ESERCIZIO SCRITTO: Riscrivi l'elenco partendo dalla riga che contiene "of the sink" e arrivando alla fine dell'elenco, estremi inclusi e richieste comprese, aggiungendo -113 a ogni coordinata dei punti di risposta. Non riportare le immagini.

Elenco di punti etichettati:
* * *
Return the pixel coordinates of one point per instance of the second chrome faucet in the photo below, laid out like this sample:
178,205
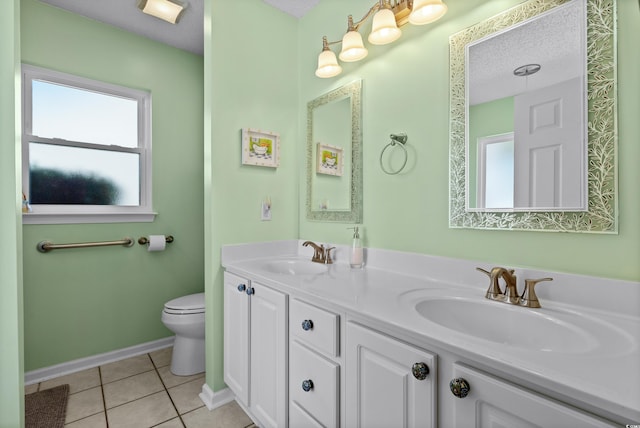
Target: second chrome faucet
528,298
320,253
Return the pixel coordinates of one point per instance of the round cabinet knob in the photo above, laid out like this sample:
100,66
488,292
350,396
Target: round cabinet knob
307,385
459,387
420,371
307,325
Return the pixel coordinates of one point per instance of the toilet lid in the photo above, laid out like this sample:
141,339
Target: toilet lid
193,303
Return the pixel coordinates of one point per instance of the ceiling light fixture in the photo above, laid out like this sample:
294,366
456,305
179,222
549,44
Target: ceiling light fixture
163,9
387,19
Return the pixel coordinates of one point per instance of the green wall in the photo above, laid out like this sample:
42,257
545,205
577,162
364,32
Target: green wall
251,70
83,302
406,89
11,344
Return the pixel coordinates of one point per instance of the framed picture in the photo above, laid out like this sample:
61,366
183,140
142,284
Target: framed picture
329,159
261,148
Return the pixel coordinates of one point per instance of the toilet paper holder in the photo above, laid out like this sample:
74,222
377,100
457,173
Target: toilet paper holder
143,240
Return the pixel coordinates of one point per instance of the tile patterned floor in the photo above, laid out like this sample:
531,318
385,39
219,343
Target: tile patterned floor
141,392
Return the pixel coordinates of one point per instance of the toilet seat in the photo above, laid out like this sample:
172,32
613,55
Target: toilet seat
186,305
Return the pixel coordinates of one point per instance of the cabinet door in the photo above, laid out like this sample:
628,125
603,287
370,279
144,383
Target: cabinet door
495,403
313,386
236,336
380,386
268,396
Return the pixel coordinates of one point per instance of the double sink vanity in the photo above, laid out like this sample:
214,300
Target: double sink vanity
412,340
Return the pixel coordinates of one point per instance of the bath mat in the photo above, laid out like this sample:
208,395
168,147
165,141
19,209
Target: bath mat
46,409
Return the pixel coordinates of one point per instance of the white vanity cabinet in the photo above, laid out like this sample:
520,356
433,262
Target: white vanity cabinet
389,383
493,403
314,369
255,348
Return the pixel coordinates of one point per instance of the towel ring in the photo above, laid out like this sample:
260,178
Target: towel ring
400,140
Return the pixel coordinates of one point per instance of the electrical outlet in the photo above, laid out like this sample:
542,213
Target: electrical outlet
265,213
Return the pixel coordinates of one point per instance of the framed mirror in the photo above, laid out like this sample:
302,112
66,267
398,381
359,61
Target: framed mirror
334,155
533,109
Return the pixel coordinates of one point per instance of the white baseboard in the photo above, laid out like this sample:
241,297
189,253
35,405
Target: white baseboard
215,399
73,366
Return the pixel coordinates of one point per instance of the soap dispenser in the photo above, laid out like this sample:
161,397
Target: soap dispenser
356,259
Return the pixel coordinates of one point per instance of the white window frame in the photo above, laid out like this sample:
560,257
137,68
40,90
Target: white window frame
61,214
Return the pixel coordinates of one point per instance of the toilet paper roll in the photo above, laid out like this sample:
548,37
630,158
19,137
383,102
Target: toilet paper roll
156,243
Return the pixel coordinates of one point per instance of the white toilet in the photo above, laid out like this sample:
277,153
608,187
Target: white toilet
185,317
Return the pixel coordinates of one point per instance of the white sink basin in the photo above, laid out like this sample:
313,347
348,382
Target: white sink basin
531,329
294,267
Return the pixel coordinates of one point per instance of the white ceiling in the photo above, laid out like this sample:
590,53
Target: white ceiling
556,40
187,34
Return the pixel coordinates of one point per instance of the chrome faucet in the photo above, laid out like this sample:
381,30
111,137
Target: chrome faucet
320,253
528,298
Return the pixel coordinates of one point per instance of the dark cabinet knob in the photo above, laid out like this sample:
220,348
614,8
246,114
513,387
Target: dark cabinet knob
307,325
459,387
420,371
307,385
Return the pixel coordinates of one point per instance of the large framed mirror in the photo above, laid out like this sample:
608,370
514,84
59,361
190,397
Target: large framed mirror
334,155
533,119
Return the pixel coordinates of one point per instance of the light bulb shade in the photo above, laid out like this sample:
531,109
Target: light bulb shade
352,47
328,64
163,9
384,29
427,11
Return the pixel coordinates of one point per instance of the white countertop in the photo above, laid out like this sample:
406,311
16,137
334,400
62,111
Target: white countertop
387,289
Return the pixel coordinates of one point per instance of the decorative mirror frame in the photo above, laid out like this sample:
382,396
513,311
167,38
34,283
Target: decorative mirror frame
353,91
601,216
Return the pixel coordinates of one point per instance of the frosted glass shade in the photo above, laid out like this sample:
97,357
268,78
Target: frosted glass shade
328,64
352,47
384,29
427,11
163,9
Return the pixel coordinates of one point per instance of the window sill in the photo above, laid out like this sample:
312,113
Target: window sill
77,218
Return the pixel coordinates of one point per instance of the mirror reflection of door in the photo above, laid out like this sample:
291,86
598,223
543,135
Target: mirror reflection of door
545,109
549,150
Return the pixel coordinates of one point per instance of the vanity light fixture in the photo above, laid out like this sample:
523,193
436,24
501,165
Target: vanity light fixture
387,19
164,9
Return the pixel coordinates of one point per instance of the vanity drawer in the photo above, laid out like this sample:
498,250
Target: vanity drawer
299,418
315,327
313,385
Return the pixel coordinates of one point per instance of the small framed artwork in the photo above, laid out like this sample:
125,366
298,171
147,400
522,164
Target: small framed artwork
330,160
261,148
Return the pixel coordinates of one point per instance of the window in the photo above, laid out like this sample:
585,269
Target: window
86,150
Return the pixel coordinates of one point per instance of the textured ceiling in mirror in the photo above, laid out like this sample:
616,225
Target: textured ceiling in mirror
602,175
353,92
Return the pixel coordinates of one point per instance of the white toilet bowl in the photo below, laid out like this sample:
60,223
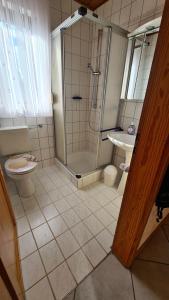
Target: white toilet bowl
21,170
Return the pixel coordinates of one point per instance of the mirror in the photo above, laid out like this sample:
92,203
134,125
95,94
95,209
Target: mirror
140,53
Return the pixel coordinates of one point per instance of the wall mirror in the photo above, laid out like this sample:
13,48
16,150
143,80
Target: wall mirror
140,53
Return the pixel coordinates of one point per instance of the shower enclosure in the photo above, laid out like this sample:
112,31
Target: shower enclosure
88,57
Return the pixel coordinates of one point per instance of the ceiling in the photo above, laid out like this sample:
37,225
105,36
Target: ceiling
91,4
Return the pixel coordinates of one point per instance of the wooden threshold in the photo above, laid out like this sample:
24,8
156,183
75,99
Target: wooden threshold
151,156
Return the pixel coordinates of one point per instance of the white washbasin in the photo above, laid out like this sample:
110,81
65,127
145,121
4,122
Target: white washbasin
122,140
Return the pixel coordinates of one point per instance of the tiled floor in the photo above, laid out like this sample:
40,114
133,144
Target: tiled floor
148,278
63,233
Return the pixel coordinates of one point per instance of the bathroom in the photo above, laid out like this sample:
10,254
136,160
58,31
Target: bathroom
64,208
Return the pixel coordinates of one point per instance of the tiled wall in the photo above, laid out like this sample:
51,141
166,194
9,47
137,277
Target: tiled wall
77,83
41,132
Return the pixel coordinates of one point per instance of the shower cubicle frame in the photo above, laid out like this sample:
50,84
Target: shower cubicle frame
84,12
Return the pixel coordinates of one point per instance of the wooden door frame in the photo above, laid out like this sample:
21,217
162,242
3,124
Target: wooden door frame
151,155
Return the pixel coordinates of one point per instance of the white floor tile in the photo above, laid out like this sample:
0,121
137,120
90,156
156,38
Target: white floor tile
22,226
82,211
39,190
62,205
117,201
32,270
105,239
42,235
65,190
50,211
18,211
40,291
93,224
35,219
104,217
82,194
70,217
81,233
67,243
26,245
51,256
113,210
110,193
29,204
15,200
62,281
57,226
94,252
79,265
43,200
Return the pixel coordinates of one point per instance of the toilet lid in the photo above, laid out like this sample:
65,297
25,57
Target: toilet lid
19,165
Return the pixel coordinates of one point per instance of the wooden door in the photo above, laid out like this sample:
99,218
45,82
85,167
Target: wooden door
11,286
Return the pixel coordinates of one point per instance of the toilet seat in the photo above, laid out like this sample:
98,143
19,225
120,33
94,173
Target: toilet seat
19,165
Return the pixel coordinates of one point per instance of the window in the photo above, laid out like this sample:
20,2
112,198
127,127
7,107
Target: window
24,59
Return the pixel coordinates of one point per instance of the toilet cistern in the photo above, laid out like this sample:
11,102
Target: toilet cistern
126,142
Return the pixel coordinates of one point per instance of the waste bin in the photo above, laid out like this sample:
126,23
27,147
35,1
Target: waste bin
110,174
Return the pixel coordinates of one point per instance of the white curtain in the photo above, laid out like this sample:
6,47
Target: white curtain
25,81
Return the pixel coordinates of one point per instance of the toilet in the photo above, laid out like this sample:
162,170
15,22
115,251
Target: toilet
15,142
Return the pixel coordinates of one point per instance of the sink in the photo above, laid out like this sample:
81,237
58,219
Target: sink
126,142
122,140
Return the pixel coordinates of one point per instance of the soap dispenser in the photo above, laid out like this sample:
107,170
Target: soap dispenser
131,129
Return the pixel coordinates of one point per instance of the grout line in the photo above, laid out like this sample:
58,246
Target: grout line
132,282
68,228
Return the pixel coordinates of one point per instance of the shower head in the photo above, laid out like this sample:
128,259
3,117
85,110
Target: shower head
93,72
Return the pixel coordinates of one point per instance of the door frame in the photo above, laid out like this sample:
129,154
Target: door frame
151,154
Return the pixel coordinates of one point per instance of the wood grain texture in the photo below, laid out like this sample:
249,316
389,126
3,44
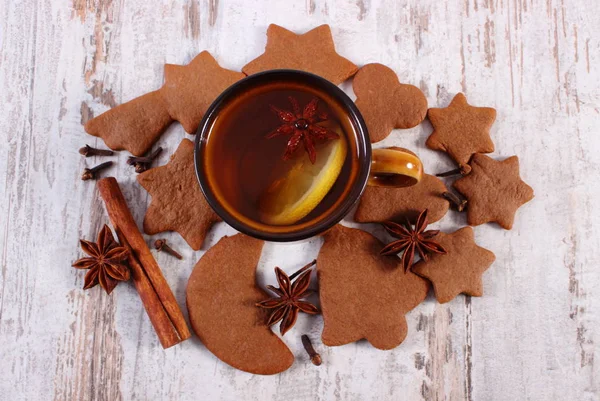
* * *
RISULTATO:
Return the pixel coordinates of one point per instance of the sink in the photo above, laid out like this sample:
81,237
58,219
Target: sink
13,29
9,27
Return the pixel coordinates of one point per instance of the soap dispenser in the photo above, laid out like this sample:
107,170
Target: soap dispenser
18,16
Return the pixel coordinates of one point per instance of the grout line in the photo above, laid out like this sample:
58,246
Target: grout line
19,169
-45,115
Return the pixel coordinates of one point per instance of the shower head in the photo above, laid out like this sample:
128,259
3,117
85,110
Target: shower head
-20,-41
Return the pixel coordinates of one point per instance of the door frame in the photo above, laid out like this sample:
129,154
Target: door frame
38,41
Return the pixel coordinates of one point per instance of the wood grain texture in the photo below, laid out like this sample:
249,316
389,126
3,44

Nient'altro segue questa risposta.